Antiproliferative effect of Pygeum africanum extract on rat prostatic fibroblasts.

Yablonsky F, Nicolas V, Riffaud JP, Bellamy F Laboratoires Debat, groupe Fournier, Garches, France. J Urol 1997 Jun;157(6):2381-7 Published erratum appears in J Urol 1997 Sep;158(3 Pt 1):889

The effect of a Pygeum africanum extract (Tadenan) (Pa), used in the treatment of micturition disorders associated with BPH, has been examined on the proliferation of rat prostatic stromal cells stimulated by different growth factors. EGF, bFGF, and IGF-I but not KGF are mitogenic for prostatic fibroblasts in culture. Pygeum africanum inhibits both basal and stimulated growth with IC50 values of 4.5, 7.7 and 12.6 micrograms./ml. for EGF, IGF-I and bFGF, respectively, compared to 14.4 micrograms./ml. for untreated cells, the inhibition being stronger towards EGF. Pygeum africanum inhibited the proliferation induced by TPA or PDBu in a concentration-dependent manner with IC50 values of 12.4 and 8.1 micrograms./ml. respectively. The antiproliferative effects of Pa were not ascribed to cytotoxicity. These results show that Pygeum africanum is a potent inhibitor of rat prostatic fibroblast proliferation in response to direct activators of protein kinase C, the defined growth factors bFGF, EGF and IGF-I, and the complex mixture of mitogens in serum depending on the concentration used. PKC activation appears to be an important growth factor-mediated signal transduction for this agent. These data suggest that therapeutic effect of Pygeum africanum may be due at least in part to the inhibition of growth factors responsible for the prostatic overgrowth in man.


An urodynamic study of patients with benign prostatic hypertrophy treated conservatively with phytotherapy or testosterone

Flamm J.; Kiesswetter H.; Englisch M. Urol. Abt., Wilhelminenspit., Wien Austria Wien. Klin. Wochenschr. (Austria), 1979, 91/18 (622-627)

## Data items:
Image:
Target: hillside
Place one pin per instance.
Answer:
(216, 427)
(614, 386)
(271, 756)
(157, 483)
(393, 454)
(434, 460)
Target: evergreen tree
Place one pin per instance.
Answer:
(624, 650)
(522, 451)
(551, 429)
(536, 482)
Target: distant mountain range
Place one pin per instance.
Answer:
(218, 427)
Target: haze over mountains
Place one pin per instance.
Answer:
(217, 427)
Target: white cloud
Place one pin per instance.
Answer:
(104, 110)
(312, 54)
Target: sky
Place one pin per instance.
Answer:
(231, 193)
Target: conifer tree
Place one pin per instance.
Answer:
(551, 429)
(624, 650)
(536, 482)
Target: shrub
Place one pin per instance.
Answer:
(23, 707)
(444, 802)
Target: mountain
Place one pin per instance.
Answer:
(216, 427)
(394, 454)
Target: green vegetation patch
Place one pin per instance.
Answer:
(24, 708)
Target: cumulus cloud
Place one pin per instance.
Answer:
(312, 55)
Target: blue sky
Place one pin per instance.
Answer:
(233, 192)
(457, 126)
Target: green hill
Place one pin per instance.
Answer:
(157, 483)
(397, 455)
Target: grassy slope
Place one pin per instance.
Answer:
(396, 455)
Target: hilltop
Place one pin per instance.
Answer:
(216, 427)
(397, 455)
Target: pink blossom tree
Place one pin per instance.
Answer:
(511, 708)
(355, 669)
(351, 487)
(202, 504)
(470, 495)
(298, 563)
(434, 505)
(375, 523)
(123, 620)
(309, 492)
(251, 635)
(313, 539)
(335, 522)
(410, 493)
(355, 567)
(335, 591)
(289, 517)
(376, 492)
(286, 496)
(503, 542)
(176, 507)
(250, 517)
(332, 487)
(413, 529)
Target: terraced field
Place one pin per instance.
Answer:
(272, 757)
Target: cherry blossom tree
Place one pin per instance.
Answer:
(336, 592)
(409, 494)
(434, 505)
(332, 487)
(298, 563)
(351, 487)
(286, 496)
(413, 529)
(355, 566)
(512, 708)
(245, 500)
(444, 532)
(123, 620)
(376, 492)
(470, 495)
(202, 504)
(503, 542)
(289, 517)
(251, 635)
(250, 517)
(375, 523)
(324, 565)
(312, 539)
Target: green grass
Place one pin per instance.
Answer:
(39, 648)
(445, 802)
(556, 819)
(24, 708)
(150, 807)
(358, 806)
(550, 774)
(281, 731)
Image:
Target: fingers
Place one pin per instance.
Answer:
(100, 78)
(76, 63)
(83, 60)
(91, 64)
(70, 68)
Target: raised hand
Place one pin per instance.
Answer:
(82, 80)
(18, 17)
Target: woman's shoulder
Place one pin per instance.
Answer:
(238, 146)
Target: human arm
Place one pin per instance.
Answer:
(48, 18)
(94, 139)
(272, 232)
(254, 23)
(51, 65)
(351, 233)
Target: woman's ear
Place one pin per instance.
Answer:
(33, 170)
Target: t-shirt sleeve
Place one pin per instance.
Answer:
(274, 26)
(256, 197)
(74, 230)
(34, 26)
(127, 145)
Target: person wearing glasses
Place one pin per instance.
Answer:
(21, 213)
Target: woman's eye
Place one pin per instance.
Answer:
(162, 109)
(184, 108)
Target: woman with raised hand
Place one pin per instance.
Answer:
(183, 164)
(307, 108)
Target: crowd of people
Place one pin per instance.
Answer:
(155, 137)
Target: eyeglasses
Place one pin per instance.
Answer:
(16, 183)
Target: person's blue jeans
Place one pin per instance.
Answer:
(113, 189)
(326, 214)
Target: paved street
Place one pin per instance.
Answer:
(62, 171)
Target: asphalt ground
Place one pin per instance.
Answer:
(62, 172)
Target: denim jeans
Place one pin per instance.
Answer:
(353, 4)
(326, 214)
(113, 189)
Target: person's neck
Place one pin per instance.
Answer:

## Your tasks:
a - Print the section of the Pygeum africanum text above, starting with "An urodynamic study" and going on through "1979, 91/18 (622-627)".
b - Carry on the Pygeum africanum text above from the point where it stops.

## Responses:
a -
An urodynamic study of patients with benign prostatic hypertrophy treated conservatively with phytotherapy or testosterone

Flamm J.; Kiesswetter H.; Englisch M. Urol. Abt., Wilhelminenspit., Wien Austria Wien. Klin. Wochenschr. (Austria), 1979, 91/18 (622-627)

b -
Conservative therapy of benign prostatic hypertrophy comprises the administration of oestrogens, gestagens, androgens and anti-androgens. Phytodrugs, which contain an extract of Sabal serrulatum or Pygeum Africana as active substance are without side effects and are, therefore, being used increasingly. 74 patients with irritable or obstructive bladder symptoms due to benign prostatic hypertrophy were treated with a phytodrug (Sabal serrulatum) or with testosterone throughout a period of three months. In group one (20 patients given phytodrugs and 10 patients given testosterone) clinical symptoms and measurements of residual urine, residual urine quotient, bladder capacity, micturition pressure and maximum urethral closure pressure were recorded at the beginning and at the end of therapy. In group two 28 patients were treated with the phytodrug in the first and third months with an intervening placebo trial lasting four weeks and 16 patients were given testosterone. Clinical symptoms and uroflow and residual urine only were charted in this group. None of the patients in either group showed an improvement in the urodynamic parameters of obstruction, but all patients felt a subjective alleviation of their symptoms.